» **TEXTO PROPORCIONADO**
★ ★ ★ ★ ★ ★ ★
Margarita Bourke-White fue su referente en la fotografía; la anécdota con Richard Avedon en 1959, la contaba a veces con desgano, de tanto repasarla; su experiencia con el Che Guevara dejaba a otros que la contaran, y recibía siempre el reconocimiento de los demás protagonistas de la denominada “fotografía de la épica” (Korda, Liborio, Salitas, Ernesto Fernández, entre otros) que le llamaban “maestro”. Supo crear un grupo reducido de amigos y sabía compartir con ellos las visitas de fines de semana, tardes en las que se amenizaban extensas tertulias. Cojímar era su reducto, el de la familia y el de la evocación del tiempo.
★ ★ ★ ★ ★ ★ ★
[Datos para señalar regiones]
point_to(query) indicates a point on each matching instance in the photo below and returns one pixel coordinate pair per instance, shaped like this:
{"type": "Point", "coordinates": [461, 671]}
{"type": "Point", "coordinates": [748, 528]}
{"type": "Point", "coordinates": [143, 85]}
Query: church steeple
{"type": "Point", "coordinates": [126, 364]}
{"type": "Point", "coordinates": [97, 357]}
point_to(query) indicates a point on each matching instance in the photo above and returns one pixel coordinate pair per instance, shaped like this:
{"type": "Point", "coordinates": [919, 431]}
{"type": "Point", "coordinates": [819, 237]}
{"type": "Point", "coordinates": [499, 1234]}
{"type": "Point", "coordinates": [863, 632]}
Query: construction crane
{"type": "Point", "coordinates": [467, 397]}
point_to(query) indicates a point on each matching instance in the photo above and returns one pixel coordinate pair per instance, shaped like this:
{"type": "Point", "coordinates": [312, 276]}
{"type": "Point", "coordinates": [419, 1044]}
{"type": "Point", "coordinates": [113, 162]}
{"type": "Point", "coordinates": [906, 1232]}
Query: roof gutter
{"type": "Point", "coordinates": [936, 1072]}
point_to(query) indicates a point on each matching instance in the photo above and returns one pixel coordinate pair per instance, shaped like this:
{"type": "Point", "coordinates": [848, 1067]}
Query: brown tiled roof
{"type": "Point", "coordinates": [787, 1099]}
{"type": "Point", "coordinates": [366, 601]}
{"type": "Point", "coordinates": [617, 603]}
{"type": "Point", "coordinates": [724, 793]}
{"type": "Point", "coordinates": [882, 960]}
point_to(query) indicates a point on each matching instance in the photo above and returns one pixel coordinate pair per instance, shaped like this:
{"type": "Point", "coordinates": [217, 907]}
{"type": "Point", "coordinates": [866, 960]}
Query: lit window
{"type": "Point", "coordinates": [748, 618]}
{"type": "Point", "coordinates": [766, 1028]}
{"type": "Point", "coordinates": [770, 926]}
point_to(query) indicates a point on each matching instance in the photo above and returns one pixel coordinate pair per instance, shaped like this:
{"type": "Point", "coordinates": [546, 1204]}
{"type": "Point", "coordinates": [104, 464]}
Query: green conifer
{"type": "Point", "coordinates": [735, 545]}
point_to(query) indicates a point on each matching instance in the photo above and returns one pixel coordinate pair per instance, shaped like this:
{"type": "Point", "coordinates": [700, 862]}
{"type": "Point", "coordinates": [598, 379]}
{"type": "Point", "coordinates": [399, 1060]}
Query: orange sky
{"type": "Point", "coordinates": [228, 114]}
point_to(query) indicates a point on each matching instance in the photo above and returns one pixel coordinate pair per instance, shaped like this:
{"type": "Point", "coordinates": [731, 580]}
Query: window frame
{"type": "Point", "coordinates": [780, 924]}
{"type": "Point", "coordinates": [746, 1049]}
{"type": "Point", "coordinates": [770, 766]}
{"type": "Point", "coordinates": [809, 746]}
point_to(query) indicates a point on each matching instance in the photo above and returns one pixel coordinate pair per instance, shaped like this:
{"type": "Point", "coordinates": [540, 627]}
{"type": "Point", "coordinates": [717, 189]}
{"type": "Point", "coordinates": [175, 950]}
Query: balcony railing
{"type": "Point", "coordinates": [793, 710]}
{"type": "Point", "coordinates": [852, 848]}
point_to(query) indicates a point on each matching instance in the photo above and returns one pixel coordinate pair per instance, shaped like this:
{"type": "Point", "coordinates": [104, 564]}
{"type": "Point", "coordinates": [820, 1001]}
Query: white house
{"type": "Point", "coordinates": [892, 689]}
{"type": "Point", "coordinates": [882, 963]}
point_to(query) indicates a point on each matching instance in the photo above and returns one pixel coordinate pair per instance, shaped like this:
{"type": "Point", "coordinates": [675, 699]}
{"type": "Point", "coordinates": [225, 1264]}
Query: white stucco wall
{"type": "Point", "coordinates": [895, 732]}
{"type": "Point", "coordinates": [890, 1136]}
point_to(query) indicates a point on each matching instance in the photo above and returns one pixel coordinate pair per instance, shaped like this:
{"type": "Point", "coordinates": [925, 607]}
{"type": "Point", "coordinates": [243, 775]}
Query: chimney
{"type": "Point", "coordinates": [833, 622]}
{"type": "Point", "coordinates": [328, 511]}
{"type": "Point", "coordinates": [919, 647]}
★ ★ ★ ★ ★ ★ ★
» **TAREA POR REALIZAR**
¿Puedes convertir en una lista breve el párrafo del texto proporcionado que empieza con «Margarita Bourke-White fue su referente», sin perder sus datos principales?

» **RESULTADO DEL EJERCICIO**
- Su referente en la fotografía fue Margarita Bourke-White.
- A veces contaba con desgano la anécdota con Richard Avedon en 1959, de tanto repasarla.
- Dejaba que otros contaran su experiencia con el Che Guevara.
- Korda, Liborio, Salitas, Ernesto Fernández y otros protagonistas de la «fotografía de la épica» siempre le reconocían y le llamaban «maestro».
- Formó un grupo reducido de amigos con quienes compartía visitas de fin de semana y extensas tertulias.
- Cojímar era su reducto, el de la familia y el de la evocación del tiempo.